DOCUMENT TEXT:

- - - - -

The key thing about cryptographic hashes (not mere checksums) like SHA1 is that the distribution of the errors doesn't matter. Effectively, they're all the same. That's the point. If mere "runs" of bits were sufficient to trigger a collision, then the hash wouldn't be strong enough for cryptography!
This means that you can simply throw out any such modelling, as it is no longer relevant. You "care" only about bit-error-rates and hash collision rates, but even mere SHA1 is so thoroughly past the BER that it is essentially perfect. That is, it is indistinguishable from perfect on all pratical computers for all intents and purposes.
CRC codes have their uses, but if you just need to detect any corruption of a large-ish file (over 10KB), then cryptographic hashes are both fast and "perfect" in this physical sense. You will never get a collision with SHA256 or SHA512, even including adversarial, crafted inputs. The same "strength" attribute is not valid for CRC codes, they're vulnerable to deliberate corruption by an attacker.
So in that sense, SHA hashes are stronger that CRC checksums.
Birthday attack says that a 160-bit perfect cryptographic hash will have a collision with just 80-bits, on the average. This means that an 80-bit burst-error would probabilistically contain a potential SHA1 collision. (80-bits burst error doesn't mean that all the bits are flipped btw: it means that 80-bits have been randomized)

- - - - -

WORKING DATA:
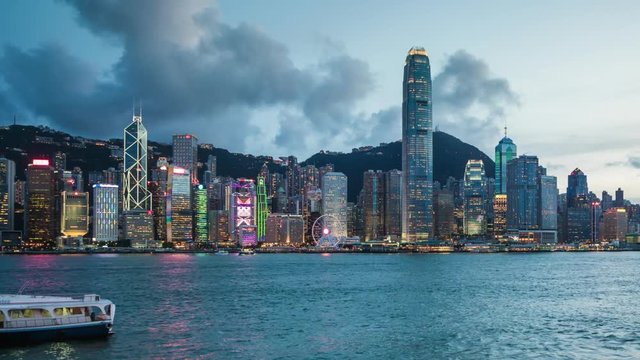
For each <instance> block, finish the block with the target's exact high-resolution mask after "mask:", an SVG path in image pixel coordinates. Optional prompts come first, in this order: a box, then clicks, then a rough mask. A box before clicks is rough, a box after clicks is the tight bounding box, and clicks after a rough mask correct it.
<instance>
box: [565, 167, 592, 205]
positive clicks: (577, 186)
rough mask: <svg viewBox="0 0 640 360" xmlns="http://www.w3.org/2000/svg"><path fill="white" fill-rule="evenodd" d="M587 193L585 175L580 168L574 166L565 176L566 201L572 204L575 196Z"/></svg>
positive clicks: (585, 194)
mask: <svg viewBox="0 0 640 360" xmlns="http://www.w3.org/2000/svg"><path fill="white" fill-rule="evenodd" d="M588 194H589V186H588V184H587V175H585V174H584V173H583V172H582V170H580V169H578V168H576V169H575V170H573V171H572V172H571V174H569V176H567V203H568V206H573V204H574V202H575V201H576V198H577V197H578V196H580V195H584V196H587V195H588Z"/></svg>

- - - - -

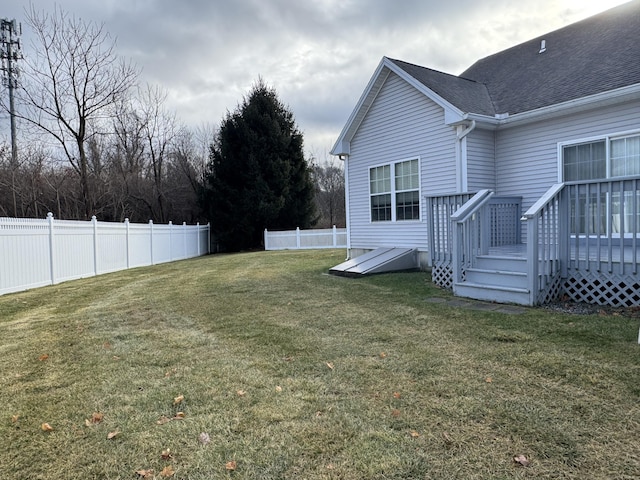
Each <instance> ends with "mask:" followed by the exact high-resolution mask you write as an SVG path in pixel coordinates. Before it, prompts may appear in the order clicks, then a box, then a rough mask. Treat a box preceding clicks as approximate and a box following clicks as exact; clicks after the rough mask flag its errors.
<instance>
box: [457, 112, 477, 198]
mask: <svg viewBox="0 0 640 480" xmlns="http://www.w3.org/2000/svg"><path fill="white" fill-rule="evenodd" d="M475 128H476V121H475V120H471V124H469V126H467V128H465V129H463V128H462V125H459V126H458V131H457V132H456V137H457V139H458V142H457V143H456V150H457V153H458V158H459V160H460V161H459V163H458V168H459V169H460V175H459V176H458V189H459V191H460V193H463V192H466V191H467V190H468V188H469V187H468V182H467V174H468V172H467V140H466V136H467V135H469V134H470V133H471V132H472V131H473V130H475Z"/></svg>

- - - - -

PROMPT 1:
Answer these about the hashing text:
(a) Above what file size does it say cryptographic hashes are a good choice for detecting corruption?
(b) Per the birthday attack, a 160-bit perfect cryptographic hash will have a collision with how many bits on average?
(c) What are CRC codes vulnerable to?
PROMPT 2: Please substitute "coarse mask" for every "rough mask" in the records. Begin at the line that has "For each <instance>" and stop after the line that has "positive clicks: (585, 194)". Give only those lines, with nothing else changed.
The hashing text and the records come from two unrelated sources.

WRITTEN ANSWER 1:
(a) Over 10KB.
(b) 80 bits.
(c) Deliberate corruption by an attacker.

WRITTEN ANSWER 2:
For each <instance> block, finish the block with the target's exact high-resolution mask after "mask:", an SVG path in image pixel coordinates. Optional prompts come first, in this order: a box, then clicks, then a coarse mask. A box before clicks is rough, a box after clicks is the tight bounding box, and clicks after a coarse mask correct it.
<instance>
box: [565, 167, 592, 205]
positive clicks: (577, 186)
coarse mask: <svg viewBox="0 0 640 360" xmlns="http://www.w3.org/2000/svg"><path fill="white" fill-rule="evenodd" d="M587 193L585 175L580 168L574 166L565 176L566 201L572 204L575 196Z"/></svg>
positive clicks: (585, 194)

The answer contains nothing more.